-- START OF PASSAGE TO READ --
WTF Parenting moments

I just want to clarify that my mother and step father were not abusive or neglectful normally. There were definitely WTF moments while I was growing up, but my childhood was actually pretty healthy. I think sometimes parents just severely fuck up and don’t want to admit it.

Fairly normal childhood here, but one of the things that still makes me think WTF? is that my father thought a hilarious nickname for Elizabeth would be “Lizzie Borden.” I still remember being traumatized when I found out who Lizzie Borden was, and again, my parents thought this was the height of humor. They would even sing the “Lizzie Borden took an ax …” song to me. For years, this went on.

Again, WTF?

My father’s biggest WTF moment was having kids in the first place. He is in no way qualified to be a parent.

My mother, for the most part, was a wonderful, caring mother. She grew up with a mentally and physically abusive mother so she took extra care to be a good mother.

Her first moment that I can remember was when she decided we would learn that smoking was bad if we tried it at a young age. When I say young, I mean I wasn’t even in Kindergarten yet. I tried it but didn’t like it. I did start smoking when I was 18 though. My oldest sister (she was maybe 5 or 6 at the time) tried it and loved it. She used to steall butts from anywhere she could get them throughout her whole childhood. She’s 27 now and still smokes. My middle sister was the only one who refused to try it. She still doesn’t smoke. That one totally backfired on my mother.

Other than that, the only WTF moment I can think of was last year. My oldest sister was about to leave her husband. My middle sister was 5 months pregnant and marrying her second husband. I am engaged and have been for almost 3 years. I also have no kids. So anyway, at my sister’s wedding, my mother continued her tradition of harrassing me to get married. HELLO!!! Two of your 3 children have failed miserably in marriage, not to mention your own mistake of marrying my father and you’re harrassing ME to get married?!?! I finally told her that if she didn’t stop, I would go home. So she stopped. An hour later, she asked me when I was going to give her grandchildren. WTF?!?! I was only 23, give me a friggen break.

Nice topic.

I have awesome parents, great childhood. Mom was a nurse, Dad was a banker, both sharp as tacks.
-- END OF PASSAGE TO READ --
-- START OF ENTRIES SHOWN --
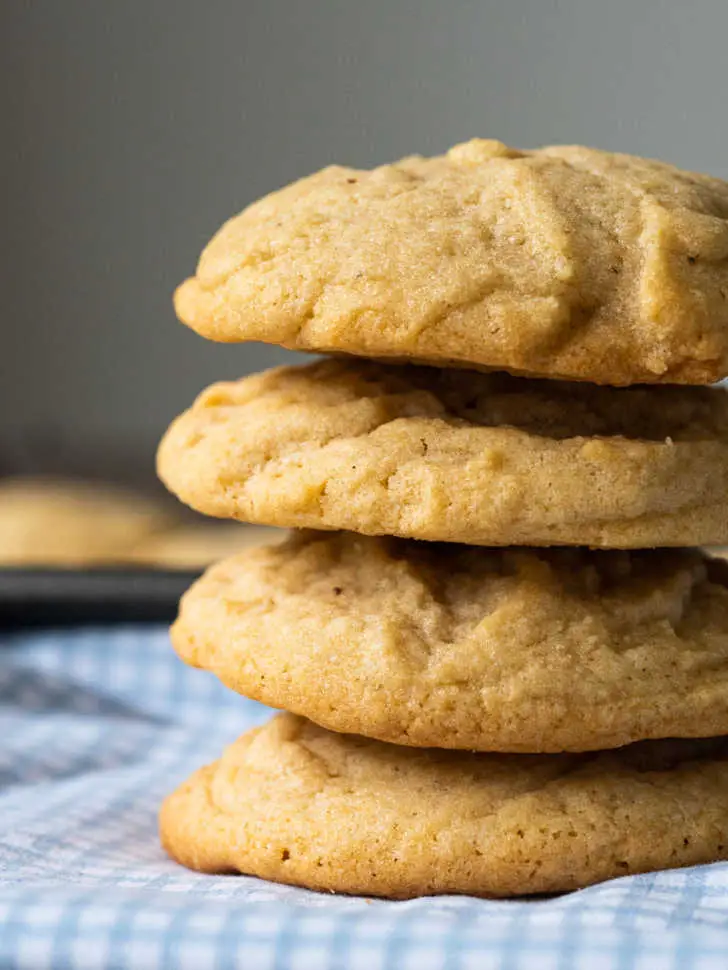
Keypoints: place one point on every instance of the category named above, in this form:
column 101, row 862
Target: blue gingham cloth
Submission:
column 97, row 726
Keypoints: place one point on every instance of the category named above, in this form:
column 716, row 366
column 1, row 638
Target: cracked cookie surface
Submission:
column 459, row 647
column 297, row 804
column 562, row 262
column 456, row 456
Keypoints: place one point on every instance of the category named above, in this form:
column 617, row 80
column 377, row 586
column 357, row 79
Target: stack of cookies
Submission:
column 534, row 698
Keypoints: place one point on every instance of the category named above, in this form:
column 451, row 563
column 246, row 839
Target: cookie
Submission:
column 459, row 647
column 562, row 262
column 297, row 804
column 56, row 522
column 458, row 456
column 195, row 546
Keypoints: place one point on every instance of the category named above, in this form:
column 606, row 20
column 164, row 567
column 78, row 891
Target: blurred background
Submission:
column 132, row 129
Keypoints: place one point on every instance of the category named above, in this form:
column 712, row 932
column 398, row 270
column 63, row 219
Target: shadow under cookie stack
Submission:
column 504, row 656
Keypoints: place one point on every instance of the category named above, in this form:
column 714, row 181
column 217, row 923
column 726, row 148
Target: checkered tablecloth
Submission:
column 97, row 726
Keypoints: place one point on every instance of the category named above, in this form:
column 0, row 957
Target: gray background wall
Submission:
column 132, row 128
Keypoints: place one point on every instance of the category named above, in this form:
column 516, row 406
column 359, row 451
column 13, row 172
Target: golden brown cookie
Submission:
column 458, row 647
column 562, row 262
column 297, row 804
column 55, row 522
column 458, row 456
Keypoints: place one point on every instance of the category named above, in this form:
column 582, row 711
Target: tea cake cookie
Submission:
column 460, row 647
column 457, row 456
column 561, row 262
column 297, row 804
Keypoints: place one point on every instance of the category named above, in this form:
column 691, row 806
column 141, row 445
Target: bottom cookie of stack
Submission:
column 298, row 804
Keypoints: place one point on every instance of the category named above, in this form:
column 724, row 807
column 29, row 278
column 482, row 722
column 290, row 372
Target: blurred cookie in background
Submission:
column 72, row 523
column 195, row 546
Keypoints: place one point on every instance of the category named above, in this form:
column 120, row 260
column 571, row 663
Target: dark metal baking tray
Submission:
column 71, row 597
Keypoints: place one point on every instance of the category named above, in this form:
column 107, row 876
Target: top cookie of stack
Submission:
column 563, row 262
column 557, row 263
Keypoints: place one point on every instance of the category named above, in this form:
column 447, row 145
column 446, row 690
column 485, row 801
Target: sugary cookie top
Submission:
column 560, row 262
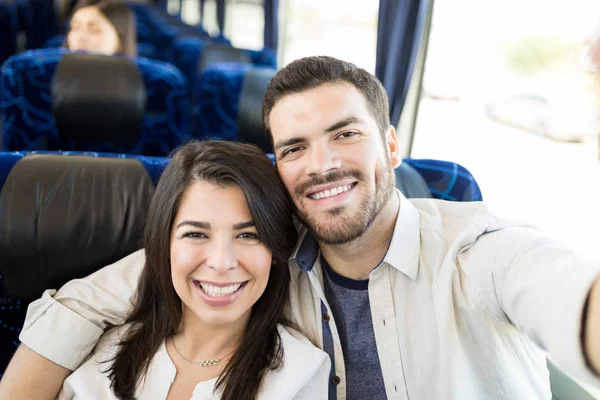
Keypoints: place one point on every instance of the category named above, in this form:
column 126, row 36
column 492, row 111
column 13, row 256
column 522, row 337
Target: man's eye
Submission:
column 292, row 150
column 347, row 134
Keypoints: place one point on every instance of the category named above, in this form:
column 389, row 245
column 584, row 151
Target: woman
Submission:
column 207, row 323
column 105, row 27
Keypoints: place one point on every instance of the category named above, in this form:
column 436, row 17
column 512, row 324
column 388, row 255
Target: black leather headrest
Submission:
column 213, row 53
column 249, row 117
column 64, row 217
column 98, row 98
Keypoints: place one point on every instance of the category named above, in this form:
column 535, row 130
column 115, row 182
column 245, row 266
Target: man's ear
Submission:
column 392, row 147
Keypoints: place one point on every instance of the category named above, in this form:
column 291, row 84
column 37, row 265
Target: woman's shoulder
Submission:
column 300, row 356
column 304, row 372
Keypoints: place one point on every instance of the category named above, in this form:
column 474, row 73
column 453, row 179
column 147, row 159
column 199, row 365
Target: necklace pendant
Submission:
column 207, row 363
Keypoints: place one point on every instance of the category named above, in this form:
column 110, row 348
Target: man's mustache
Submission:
column 335, row 176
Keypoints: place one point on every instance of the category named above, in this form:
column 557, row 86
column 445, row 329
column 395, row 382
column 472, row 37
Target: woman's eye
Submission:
column 249, row 236
column 194, row 235
column 291, row 151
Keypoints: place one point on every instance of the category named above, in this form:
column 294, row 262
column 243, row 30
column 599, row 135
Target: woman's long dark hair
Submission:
column 158, row 309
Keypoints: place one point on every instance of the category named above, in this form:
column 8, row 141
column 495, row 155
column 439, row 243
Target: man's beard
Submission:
column 335, row 228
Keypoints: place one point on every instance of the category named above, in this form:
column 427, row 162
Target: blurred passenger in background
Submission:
column 105, row 27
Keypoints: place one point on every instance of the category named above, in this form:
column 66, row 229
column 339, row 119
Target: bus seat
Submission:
column 229, row 99
column 8, row 30
column 57, row 226
column 193, row 54
column 26, row 106
column 411, row 183
column 97, row 100
column 447, row 180
column 154, row 165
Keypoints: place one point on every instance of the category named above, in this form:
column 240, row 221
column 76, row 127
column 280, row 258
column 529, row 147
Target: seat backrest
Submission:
column 411, row 183
column 26, row 106
column 96, row 99
column 447, row 180
column 63, row 217
column 214, row 53
column 154, row 165
column 230, row 94
column 249, row 117
column 8, row 31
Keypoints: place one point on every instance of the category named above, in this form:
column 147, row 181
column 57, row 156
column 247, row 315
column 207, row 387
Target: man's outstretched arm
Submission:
column 592, row 328
column 31, row 376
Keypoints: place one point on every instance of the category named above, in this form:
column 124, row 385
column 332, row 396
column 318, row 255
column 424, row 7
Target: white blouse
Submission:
column 303, row 376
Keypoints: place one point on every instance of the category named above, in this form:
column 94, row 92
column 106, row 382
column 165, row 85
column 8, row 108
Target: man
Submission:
column 419, row 299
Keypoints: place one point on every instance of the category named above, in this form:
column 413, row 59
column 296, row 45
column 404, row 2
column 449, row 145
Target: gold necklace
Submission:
column 205, row 363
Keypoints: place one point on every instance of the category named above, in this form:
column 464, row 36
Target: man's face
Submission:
column 332, row 160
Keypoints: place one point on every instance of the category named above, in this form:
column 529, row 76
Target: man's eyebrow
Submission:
column 288, row 142
column 344, row 122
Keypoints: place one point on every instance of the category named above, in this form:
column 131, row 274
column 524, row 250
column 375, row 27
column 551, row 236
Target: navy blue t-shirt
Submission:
column 349, row 302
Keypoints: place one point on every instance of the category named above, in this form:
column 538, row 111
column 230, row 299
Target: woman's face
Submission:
column 91, row 31
column 219, row 265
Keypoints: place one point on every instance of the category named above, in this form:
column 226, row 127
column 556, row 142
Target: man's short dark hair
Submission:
column 311, row 72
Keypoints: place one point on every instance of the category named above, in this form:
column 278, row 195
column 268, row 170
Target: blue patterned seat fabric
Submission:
column 447, row 180
column 25, row 106
column 8, row 30
column 216, row 99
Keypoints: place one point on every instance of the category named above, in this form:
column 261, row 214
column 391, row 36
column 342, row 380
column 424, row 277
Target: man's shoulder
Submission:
column 464, row 221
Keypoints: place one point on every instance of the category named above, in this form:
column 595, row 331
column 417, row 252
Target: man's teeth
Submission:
column 217, row 291
column 330, row 192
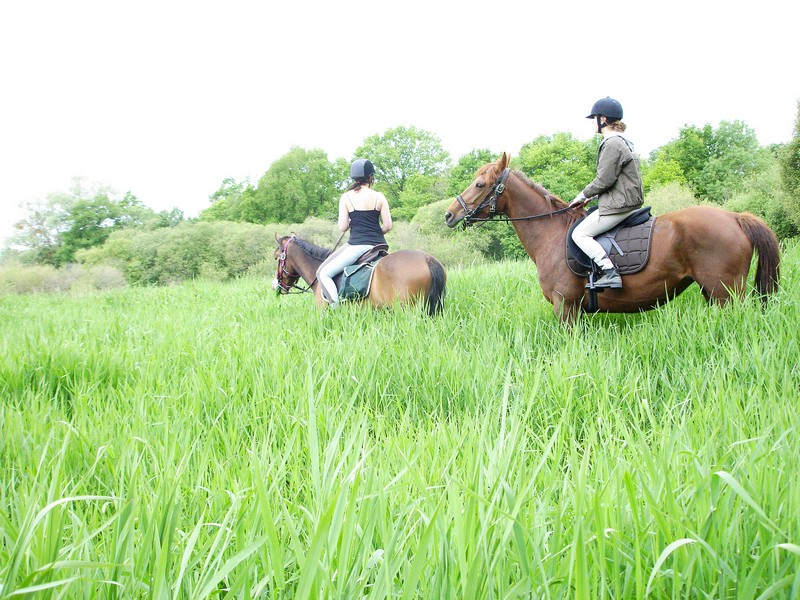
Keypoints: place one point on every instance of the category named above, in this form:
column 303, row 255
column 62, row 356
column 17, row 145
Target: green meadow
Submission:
column 213, row 439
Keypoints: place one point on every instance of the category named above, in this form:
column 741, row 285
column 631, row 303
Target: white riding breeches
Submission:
column 595, row 224
column 335, row 264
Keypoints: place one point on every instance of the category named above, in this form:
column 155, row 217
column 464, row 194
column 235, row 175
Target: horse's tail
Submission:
column 437, row 290
column 765, row 242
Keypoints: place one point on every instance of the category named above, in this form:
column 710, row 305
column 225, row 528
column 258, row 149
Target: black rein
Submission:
column 490, row 200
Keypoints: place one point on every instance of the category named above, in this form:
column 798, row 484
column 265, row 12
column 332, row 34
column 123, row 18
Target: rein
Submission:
column 287, row 289
column 490, row 200
column 282, row 270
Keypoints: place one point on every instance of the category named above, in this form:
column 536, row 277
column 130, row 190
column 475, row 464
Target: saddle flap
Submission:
column 374, row 253
column 627, row 245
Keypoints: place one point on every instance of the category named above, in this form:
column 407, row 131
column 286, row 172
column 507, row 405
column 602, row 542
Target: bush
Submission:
column 764, row 197
column 670, row 197
column 16, row 278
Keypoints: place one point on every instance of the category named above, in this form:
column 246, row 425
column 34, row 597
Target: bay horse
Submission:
column 405, row 276
column 703, row 244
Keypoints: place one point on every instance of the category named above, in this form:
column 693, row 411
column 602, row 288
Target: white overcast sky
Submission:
column 165, row 99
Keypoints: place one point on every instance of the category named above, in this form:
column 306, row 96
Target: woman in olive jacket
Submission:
column 618, row 186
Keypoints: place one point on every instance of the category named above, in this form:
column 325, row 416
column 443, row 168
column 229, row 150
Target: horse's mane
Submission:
column 557, row 203
column 312, row 250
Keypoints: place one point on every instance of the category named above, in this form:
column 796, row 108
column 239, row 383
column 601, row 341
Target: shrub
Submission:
column 670, row 197
column 16, row 278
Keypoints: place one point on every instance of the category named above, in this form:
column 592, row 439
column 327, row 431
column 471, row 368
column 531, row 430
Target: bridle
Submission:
column 288, row 281
column 490, row 200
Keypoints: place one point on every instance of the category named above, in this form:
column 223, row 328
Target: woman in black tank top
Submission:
column 365, row 213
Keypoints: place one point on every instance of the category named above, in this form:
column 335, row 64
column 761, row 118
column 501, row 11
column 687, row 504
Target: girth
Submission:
column 627, row 245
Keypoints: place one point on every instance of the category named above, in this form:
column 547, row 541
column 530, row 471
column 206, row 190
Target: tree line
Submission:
column 723, row 165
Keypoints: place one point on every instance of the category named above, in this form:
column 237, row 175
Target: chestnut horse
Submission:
column 702, row 244
column 405, row 276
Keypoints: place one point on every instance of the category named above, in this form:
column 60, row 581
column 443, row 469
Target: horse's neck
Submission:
column 306, row 265
column 539, row 236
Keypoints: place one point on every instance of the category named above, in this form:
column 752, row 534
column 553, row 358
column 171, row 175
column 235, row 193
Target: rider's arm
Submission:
column 344, row 215
column 386, row 215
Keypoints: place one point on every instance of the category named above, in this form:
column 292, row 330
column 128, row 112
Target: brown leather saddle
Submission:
column 354, row 282
column 627, row 245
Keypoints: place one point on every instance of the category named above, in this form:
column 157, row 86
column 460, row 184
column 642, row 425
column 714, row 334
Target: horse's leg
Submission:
column 724, row 278
column 567, row 310
column 399, row 281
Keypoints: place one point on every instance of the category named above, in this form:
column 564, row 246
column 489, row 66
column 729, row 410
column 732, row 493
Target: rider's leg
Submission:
column 595, row 224
column 335, row 264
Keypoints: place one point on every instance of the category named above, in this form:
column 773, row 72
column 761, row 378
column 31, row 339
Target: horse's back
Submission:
column 407, row 275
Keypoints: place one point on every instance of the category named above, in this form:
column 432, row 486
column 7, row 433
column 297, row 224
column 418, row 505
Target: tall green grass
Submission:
column 193, row 441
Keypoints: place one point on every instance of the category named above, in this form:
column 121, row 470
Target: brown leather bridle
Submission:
column 288, row 281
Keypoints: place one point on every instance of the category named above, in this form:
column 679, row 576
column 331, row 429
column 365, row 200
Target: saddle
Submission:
column 354, row 282
column 627, row 245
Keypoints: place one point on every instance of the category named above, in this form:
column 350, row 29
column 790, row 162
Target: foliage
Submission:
column 419, row 190
column 669, row 197
column 67, row 222
column 661, row 173
column 300, row 184
column 400, row 153
column 230, row 202
column 212, row 440
column 714, row 162
column 560, row 163
column 789, row 160
column 463, row 172
column 16, row 278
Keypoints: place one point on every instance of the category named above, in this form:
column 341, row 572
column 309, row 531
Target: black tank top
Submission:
column 365, row 228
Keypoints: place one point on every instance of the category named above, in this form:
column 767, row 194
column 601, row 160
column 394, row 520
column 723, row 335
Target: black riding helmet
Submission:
column 606, row 107
column 361, row 169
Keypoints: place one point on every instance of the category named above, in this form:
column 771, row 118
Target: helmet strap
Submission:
column 600, row 124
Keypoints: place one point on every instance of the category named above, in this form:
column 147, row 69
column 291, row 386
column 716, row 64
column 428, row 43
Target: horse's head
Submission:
column 286, row 276
column 480, row 199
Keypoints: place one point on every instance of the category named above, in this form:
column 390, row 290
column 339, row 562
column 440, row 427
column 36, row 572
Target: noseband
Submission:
column 283, row 272
column 490, row 200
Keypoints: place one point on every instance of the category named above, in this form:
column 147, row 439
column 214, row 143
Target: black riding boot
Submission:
column 609, row 278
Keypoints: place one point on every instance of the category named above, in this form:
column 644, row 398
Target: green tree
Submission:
column 561, row 163
column 463, row 172
column 300, row 184
column 789, row 160
column 714, row 162
column 226, row 202
column 84, row 217
column 400, row 154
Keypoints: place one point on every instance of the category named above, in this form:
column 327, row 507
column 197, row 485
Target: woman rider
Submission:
column 366, row 214
column 618, row 185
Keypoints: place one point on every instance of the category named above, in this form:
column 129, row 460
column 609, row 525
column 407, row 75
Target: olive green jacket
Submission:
column 618, row 182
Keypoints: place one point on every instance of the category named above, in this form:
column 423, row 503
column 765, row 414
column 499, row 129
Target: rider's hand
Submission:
column 579, row 201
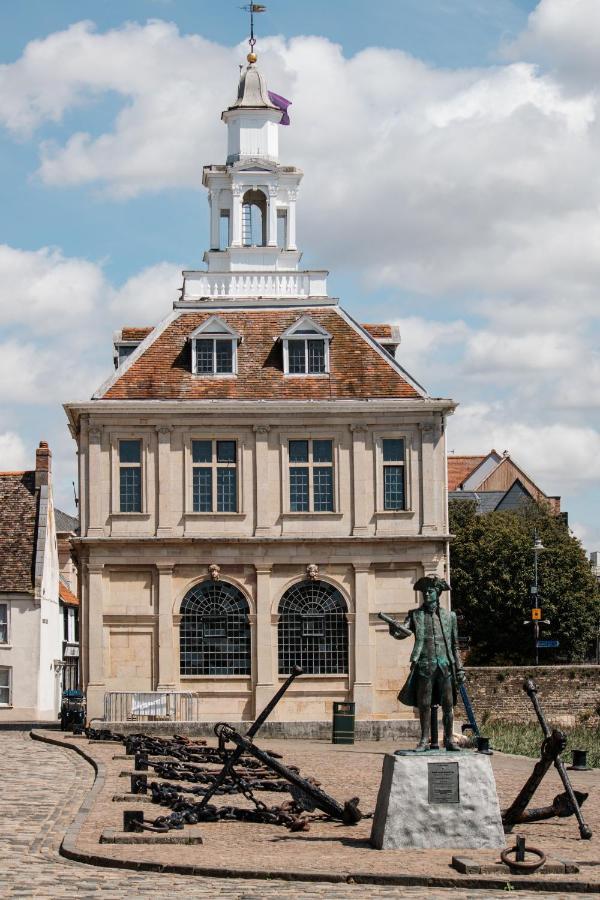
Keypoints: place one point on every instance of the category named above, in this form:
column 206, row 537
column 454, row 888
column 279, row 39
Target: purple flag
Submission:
column 282, row 104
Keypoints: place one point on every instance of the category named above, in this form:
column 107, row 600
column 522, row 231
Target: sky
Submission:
column 450, row 151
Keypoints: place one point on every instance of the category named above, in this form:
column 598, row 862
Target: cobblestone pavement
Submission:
column 42, row 789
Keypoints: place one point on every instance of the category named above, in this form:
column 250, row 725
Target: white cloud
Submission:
column 13, row 454
column 45, row 290
column 565, row 36
column 147, row 297
column 559, row 456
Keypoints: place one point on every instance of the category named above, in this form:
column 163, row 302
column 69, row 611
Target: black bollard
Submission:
column 434, row 743
column 132, row 818
column 139, row 784
column 579, row 761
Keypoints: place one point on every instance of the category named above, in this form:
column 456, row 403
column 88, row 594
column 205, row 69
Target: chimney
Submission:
column 43, row 464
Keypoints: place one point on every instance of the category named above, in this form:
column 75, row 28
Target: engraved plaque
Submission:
column 442, row 780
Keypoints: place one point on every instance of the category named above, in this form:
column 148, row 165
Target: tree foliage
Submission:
column 491, row 564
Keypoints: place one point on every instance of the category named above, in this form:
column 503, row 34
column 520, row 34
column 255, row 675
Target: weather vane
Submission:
column 253, row 8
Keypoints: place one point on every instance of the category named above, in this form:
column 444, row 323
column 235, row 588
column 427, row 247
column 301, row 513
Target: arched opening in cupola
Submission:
column 254, row 219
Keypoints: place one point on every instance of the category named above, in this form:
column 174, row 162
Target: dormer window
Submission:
column 214, row 348
column 306, row 348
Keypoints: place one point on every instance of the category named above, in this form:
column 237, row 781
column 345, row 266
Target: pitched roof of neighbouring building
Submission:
column 18, row 513
column 358, row 369
column 460, row 467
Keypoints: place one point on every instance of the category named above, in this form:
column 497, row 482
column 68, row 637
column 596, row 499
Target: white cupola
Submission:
column 252, row 200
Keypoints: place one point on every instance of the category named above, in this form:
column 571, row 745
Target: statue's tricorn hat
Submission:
column 440, row 584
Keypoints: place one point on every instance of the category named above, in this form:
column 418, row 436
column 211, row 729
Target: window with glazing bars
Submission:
column 306, row 356
column 313, row 630
column 214, row 636
column 214, row 476
column 394, row 494
column 214, row 356
column 311, row 475
column 4, row 686
column 130, row 476
column 3, row 623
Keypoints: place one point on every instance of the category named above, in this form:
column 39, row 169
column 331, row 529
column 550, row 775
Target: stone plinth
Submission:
column 433, row 800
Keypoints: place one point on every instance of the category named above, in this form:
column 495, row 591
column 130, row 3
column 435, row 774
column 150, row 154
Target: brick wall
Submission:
column 565, row 692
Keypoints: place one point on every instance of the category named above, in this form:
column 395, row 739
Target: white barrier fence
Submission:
column 151, row 706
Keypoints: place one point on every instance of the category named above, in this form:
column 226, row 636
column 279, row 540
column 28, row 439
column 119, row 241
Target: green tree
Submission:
column 491, row 565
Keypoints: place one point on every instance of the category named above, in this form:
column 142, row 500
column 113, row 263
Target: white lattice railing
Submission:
column 214, row 285
column 134, row 706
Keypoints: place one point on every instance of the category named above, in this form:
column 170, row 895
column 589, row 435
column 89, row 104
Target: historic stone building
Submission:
column 259, row 476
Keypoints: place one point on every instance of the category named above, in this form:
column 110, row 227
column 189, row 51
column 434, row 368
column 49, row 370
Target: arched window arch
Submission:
column 254, row 219
column 214, row 635
column 313, row 629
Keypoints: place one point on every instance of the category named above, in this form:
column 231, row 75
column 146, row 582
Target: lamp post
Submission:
column 537, row 548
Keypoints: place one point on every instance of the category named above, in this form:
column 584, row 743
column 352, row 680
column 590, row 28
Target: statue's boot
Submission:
column 449, row 742
column 425, row 739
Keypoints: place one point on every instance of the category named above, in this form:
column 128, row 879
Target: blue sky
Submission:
column 449, row 150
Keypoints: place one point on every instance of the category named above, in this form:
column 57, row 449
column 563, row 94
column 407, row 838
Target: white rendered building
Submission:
column 259, row 476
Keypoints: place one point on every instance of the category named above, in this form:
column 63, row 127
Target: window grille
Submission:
column 214, row 476
column 214, row 637
column 311, row 475
column 4, row 686
column 130, row 476
column 3, row 623
column 313, row 630
column 393, row 474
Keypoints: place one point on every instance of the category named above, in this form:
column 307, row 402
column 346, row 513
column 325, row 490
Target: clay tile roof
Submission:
column 67, row 596
column 379, row 332
column 460, row 467
column 18, row 511
column 163, row 371
column 135, row 334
-- END OF ENTRIES SHOWN --
ACTIONS TO TAKE:
1) In the parenting thread, what nickname did one father consider hilarious for Elizabeth?
2) Return the part of the parenting thread that begins at the words "Again, WTF?" and stops after "a good mother.".
Work only from the parenting thread, not the records.

TASK RESULTS:
1) Lizzie Borden

2)
Again, WTF?

My father’s biggest WTF moment was having kids in the first place. He is in no way qualified to be a parent.

My mother, for the most part, was a wonderful, caring mother. She grew up with a mentally and physically abusive mother so she took extra care to be a good mother.